• Records to process:

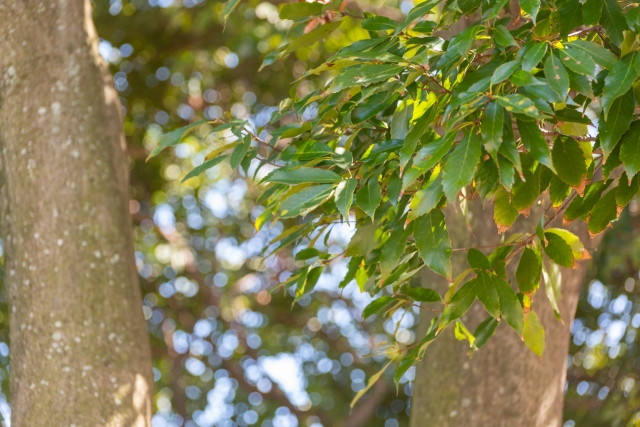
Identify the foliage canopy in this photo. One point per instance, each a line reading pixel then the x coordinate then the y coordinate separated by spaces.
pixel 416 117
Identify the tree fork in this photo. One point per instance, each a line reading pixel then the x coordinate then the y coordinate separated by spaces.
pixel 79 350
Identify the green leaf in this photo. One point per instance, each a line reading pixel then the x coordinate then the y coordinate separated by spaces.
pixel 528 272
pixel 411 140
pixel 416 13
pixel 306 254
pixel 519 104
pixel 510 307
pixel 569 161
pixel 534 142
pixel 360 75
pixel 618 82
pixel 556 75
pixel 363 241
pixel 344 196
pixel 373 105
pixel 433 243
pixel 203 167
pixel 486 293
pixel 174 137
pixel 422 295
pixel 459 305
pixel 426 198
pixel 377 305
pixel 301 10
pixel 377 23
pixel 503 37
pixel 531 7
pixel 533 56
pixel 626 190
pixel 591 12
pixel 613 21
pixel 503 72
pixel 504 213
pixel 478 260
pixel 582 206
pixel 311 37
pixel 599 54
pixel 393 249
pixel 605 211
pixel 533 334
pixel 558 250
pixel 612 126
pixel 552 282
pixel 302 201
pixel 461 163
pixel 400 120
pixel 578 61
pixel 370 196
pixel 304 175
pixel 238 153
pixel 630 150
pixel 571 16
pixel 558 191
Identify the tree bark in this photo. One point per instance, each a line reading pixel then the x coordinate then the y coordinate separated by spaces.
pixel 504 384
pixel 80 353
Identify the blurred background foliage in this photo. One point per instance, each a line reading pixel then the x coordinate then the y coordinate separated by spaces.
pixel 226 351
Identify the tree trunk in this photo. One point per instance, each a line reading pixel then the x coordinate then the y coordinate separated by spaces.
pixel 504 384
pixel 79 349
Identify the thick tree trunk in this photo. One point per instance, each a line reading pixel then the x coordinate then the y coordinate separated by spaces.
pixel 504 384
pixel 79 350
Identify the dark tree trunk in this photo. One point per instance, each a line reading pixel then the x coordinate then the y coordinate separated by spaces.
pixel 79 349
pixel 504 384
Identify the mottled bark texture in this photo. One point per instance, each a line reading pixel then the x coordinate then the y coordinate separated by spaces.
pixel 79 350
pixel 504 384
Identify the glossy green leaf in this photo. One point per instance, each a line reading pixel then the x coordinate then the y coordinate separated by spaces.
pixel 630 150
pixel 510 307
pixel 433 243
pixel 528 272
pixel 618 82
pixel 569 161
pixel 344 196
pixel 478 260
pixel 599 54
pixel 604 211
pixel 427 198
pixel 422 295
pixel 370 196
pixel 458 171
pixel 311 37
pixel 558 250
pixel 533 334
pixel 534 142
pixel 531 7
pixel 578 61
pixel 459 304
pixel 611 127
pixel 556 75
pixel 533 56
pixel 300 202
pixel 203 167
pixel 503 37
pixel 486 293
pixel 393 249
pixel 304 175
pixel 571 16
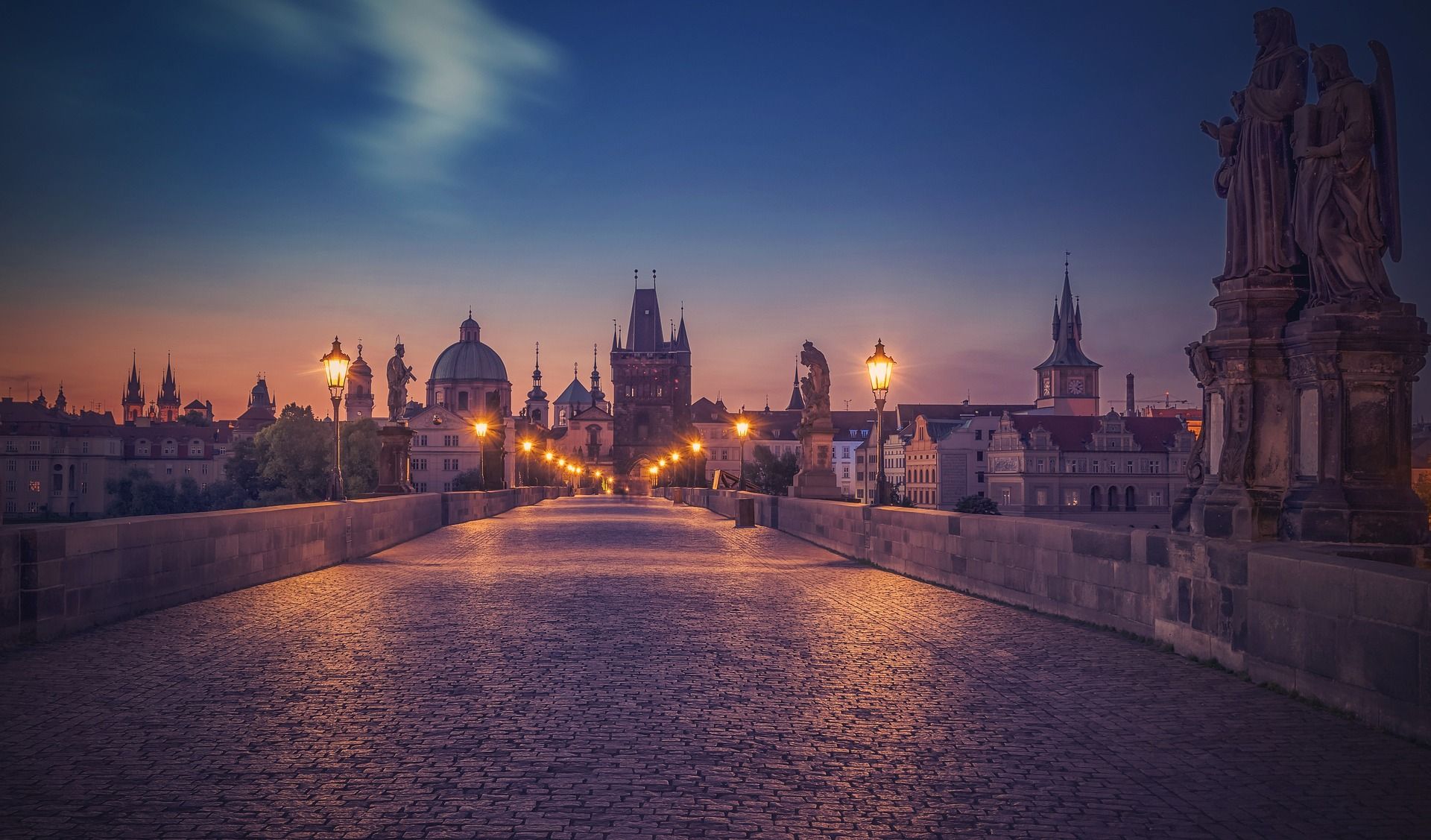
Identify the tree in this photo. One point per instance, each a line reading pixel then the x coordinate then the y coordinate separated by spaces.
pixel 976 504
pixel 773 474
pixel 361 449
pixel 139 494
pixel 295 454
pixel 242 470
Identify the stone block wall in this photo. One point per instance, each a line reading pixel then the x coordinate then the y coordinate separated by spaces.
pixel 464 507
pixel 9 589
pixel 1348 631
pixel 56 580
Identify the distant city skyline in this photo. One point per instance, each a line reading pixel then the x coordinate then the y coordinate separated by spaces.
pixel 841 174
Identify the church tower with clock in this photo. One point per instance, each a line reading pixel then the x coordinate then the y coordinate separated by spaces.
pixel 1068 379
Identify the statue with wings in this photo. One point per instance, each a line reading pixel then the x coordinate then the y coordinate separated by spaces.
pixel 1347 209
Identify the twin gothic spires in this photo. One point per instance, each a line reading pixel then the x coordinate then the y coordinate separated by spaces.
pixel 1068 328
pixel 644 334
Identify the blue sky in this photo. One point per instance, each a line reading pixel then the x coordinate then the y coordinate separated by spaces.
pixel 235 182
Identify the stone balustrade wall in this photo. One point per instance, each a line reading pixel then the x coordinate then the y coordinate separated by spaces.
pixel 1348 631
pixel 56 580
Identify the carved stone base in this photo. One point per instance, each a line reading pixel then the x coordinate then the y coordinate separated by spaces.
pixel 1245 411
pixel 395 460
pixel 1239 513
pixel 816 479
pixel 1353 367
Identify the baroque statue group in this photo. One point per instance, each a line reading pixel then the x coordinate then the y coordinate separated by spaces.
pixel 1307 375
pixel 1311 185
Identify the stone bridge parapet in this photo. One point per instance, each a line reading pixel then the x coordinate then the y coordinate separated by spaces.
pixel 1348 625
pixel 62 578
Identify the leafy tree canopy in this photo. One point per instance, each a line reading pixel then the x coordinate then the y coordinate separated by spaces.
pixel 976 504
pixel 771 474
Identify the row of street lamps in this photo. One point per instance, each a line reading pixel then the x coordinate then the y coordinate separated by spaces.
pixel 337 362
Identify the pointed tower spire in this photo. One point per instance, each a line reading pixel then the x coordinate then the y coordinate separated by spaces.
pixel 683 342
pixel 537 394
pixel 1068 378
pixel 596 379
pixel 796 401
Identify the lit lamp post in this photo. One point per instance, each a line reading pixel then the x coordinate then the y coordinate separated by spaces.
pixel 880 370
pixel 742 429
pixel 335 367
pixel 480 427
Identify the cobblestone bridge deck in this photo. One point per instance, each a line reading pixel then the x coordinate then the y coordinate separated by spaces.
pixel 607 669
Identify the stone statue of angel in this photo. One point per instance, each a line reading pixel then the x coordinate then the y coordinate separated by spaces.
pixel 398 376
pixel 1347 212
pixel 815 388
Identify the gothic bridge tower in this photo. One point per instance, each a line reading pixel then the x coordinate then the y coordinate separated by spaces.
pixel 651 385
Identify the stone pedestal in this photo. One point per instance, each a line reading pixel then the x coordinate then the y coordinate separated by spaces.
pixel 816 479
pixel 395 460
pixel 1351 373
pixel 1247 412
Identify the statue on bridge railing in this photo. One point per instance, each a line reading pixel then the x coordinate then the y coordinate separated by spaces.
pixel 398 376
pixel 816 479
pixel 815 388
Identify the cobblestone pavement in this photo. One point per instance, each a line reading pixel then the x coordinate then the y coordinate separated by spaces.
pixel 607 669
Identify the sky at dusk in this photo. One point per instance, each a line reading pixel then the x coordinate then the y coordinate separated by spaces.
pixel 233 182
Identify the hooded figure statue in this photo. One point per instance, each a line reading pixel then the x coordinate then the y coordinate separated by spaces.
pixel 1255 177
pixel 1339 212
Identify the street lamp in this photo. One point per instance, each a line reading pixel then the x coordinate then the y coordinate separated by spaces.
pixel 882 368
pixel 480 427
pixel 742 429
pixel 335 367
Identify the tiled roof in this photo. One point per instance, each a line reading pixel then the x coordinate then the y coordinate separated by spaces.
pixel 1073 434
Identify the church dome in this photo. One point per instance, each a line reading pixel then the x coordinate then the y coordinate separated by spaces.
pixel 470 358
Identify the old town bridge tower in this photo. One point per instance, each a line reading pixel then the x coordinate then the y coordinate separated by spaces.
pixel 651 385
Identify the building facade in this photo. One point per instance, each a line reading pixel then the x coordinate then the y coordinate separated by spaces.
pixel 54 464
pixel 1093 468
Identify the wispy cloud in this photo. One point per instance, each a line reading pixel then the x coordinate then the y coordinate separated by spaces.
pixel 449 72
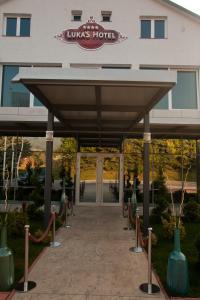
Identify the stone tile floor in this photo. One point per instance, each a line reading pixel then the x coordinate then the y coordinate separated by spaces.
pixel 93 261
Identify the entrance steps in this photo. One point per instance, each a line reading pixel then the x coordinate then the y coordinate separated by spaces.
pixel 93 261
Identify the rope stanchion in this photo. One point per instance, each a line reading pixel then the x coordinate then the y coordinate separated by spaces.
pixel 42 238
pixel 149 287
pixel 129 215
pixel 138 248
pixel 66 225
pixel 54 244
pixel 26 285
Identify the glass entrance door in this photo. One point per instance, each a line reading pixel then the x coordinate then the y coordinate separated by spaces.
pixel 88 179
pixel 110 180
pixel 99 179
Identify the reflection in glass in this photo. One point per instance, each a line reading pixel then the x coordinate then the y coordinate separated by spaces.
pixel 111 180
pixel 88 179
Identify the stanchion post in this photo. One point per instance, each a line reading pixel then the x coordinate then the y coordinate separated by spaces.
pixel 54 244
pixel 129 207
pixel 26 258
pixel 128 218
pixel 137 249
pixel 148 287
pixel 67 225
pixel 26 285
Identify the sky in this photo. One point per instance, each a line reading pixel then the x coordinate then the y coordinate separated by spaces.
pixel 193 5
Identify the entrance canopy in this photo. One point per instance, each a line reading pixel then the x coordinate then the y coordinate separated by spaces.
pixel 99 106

• Work to complete:
Only these lines should appear in the reply: the one containing "Identify the entrance steps", the last line of the data, and all lines between them, each copied exactly.

• Your solution:
Identify the entrance steps in this photo. One point per instance, each a line reading pixel then the x coordinate then the y coordinate separated by spaces.
pixel 93 261
Identify the rope stanchion in this photo. One point per instance, each a line reading pixel then the x coordinate then the y coordinate separated by spaces.
pixel 42 238
pixel 149 287
pixel 129 215
pixel 138 248
pixel 66 225
pixel 54 244
pixel 26 285
Identify the glass entrance door in this photo. One point per instance, each a line reading pixel then the x coordinate then the y coordinate separated by spaces.
pixel 88 179
pixel 110 180
pixel 99 179
Identify the reflection in glass in this photo. One point per instance, each a line reading pixel then the x coordinate then the y coordinate separated by spaces.
pixel 111 180
pixel 88 179
Identify the stanchion post in this photo. One point per instance, each a line reading pixel then the x coordinate then the y coordinate separated by spaces.
pixel 54 244
pixel 129 207
pixel 26 258
pixel 128 218
pixel 137 249
pixel 148 287
pixel 67 225
pixel 26 285
Identify the sky in this photo. One point per instance, each a line reading pixel then the x coordinate then the y coordinate separated by spaces.
pixel 193 5
Identify the entrance canopy in this photo. One point per instance, each a line reading pixel then the x coordinate then the y coordinate separated by spaces.
pixel 99 106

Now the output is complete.